LISTED ENTRIES:
— start —

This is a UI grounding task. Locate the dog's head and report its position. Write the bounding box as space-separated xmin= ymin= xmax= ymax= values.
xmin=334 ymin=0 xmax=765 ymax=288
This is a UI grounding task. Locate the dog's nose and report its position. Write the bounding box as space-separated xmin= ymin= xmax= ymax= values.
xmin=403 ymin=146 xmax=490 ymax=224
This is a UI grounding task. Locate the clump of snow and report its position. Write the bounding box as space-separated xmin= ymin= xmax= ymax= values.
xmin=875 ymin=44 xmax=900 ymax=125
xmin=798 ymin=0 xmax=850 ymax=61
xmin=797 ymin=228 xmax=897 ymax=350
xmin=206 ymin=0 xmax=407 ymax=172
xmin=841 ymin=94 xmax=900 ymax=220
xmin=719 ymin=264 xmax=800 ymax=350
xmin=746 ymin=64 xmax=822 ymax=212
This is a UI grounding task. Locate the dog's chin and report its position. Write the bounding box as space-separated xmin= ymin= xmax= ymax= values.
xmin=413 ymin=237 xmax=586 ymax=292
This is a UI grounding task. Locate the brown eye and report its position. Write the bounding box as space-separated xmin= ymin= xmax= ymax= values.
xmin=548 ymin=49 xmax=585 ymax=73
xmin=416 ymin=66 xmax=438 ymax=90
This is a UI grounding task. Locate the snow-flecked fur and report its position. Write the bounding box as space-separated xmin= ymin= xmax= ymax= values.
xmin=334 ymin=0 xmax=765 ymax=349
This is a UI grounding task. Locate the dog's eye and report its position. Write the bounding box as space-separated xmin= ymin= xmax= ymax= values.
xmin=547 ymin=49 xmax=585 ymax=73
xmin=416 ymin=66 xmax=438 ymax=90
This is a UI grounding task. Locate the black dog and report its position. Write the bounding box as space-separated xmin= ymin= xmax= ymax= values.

— end —

TASK:
Print all of the entries above again, word for word.

COMPLETED TASK:
This is a UI grounding task. Locate the dog's head and report its position. Write the bounding box as space-separated xmin= ymin= xmax= ymax= values.
xmin=334 ymin=0 xmax=765 ymax=288
This is a UI grounding task. Locate the dog's nose and report its position. Write the bounding box as space-separated xmin= ymin= xmax= ymax= values.
xmin=403 ymin=146 xmax=490 ymax=224
This is a UI grounding task. Locate the clump of snow and report its position. Write the bounding box as space-separated xmin= ymin= xmax= ymax= values.
xmin=875 ymin=44 xmax=900 ymax=125
xmin=798 ymin=0 xmax=850 ymax=61
xmin=797 ymin=228 xmax=897 ymax=350
xmin=206 ymin=0 xmax=407 ymax=172
xmin=841 ymin=94 xmax=900 ymax=220
xmin=719 ymin=264 xmax=800 ymax=350
xmin=746 ymin=64 xmax=822 ymax=212
This is a UI grounding task. Locate the dog's chin and report its position. Write the bounding box as space-separated xmin= ymin= xmax= ymax= values.
xmin=413 ymin=237 xmax=586 ymax=292
This is a UI grounding task. Locate the brown eye and report its position. Write the bounding box as space-separated xmin= ymin= xmax= ymax= values.
xmin=548 ymin=49 xmax=585 ymax=73
xmin=416 ymin=66 xmax=438 ymax=90
This is a UI grounding task. Locate the snow-flecked fur and report its position. Write the bounding box as space-separated xmin= ymin= xmax= ymax= values.
xmin=334 ymin=0 xmax=765 ymax=349
This is a UI grounding task. Locate the dog's eye and report its position. Write the bounding box as space-separated xmin= ymin= xmax= ymax= values.
xmin=547 ymin=49 xmax=585 ymax=73
xmin=416 ymin=66 xmax=438 ymax=90
This is a UI grounding task. Locate the black dog and report its position. Write the bounding box as space-separated xmin= ymin= xmax= ymax= values.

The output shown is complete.